Моряки пользовались особой популярностью, потому что день и ночь находились рядом. Авиация не была столь же зрима, как корабли. К тому же она не могла обеспечить защиту от люфтваффе все двадцать четыре часа в сутки, хотя и сбила сто пятьдесят немецких самолетов, потеряв своих сто шесть. ВВС Британии, которые должны были прежде всего охранять воздушное пространство островов, выделили для прикрытия эвакуационного района шестнадцать эскадрилий, но из-за удаленности от аэродромов в Англии одновременно могли действовать в лучшем случае четыре эскадрильи, а обычно в небе находились только две. Мало того, иногда создавал помехи собственный флот. Корабельная артиллерия по ошибке не раз открывала огонь по своим же самолетам, сбив в итоге три британских истребителя.

▶ **ИСХОДНЫЕ ДАННЫЕ**:
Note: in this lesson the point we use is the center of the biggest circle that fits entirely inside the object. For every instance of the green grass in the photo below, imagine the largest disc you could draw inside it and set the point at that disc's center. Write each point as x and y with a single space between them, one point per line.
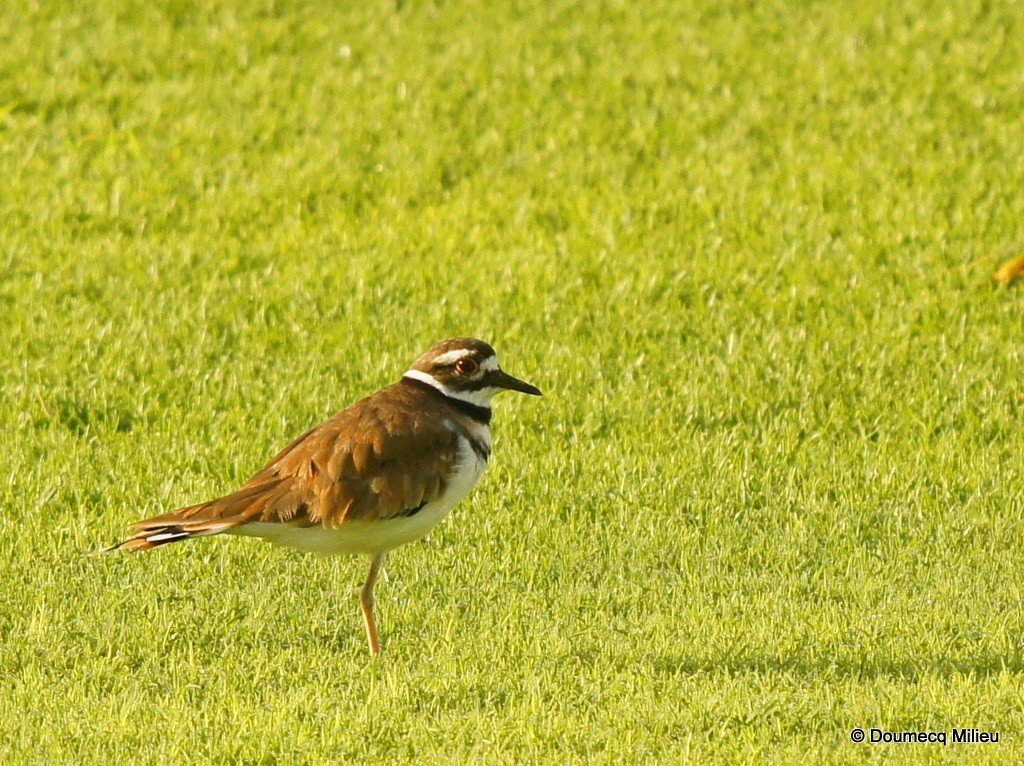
775 490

▶ **ЗАДАЧИ**:
**A.** Перепишите дословно фрагмент текста о прикрытии эвакуации, начиная со слов «Моряки пользовались особой» и заканчивая словами «три британских истребителя.».
**B.** Выпишите из текста о прикрытии эвакуации все числа, записанные словами.
**C.** Продолжите текст о прикрытии эвакуации, начав сразу после его последнего предложения.
Исходные данные для работы не понадобятся.

▶ **ОТВЕТЫ ПО ЗАДАЧАМ**:
**A.**
Моряки пользовались особой популярностью, потому что день и ночь находились рядом. Авиация не была столь же зрима, как корабли. К тому же она не могла обеспечить защиту от люфтваффе все двадцать четыре часа в сутки, хотя и сбила сто пятьдесят немецких самолетов, потеряв своих сто шесть. ВВС Британии, которые должны были прежде всего охранять воздушное пространство островов, выделили для прикрытия эвакуационного района шестнадцать эскадрилий, но из-за удаленности от аэродромов в Англии одновременно могли действовать в лучшем случае четыре эскадрильи, а обычно в небе находились только две. Мало того, иногда создавал помехи собственный флот. Корабельная артиллерия по ошибке не раз открывала огонь по своим же самолетам, сбив в итоге три британских истребителя.

**B.** двадцать четыре, сто пятьдесят, сто шесть, шестнадцать, четыре, две, три

**C.**
Воздушные бои обычно происходили вдали от берега, и войска не могли видеть подвиги своих асов. Они лучше знали силуэты немецких истребителей и особенно пикирующих бомбардировщиков «штука». Когда вражеские самолеты прорывались к району погрузки, на пляжах начиналось настоящее смертоубийство. «Я с содроганием вспоминаю Дюнкерк, — говорил с несвойственной для Flugzeugfuhrer (лейтенанта авиации) эмоциональностью Пауль Темме, пилот Me-109. — Это была бесстыдная бойня. Пляжи были забиты толпами солдат. Я налетал на них и поливал огнем, как из брандспойта»[112].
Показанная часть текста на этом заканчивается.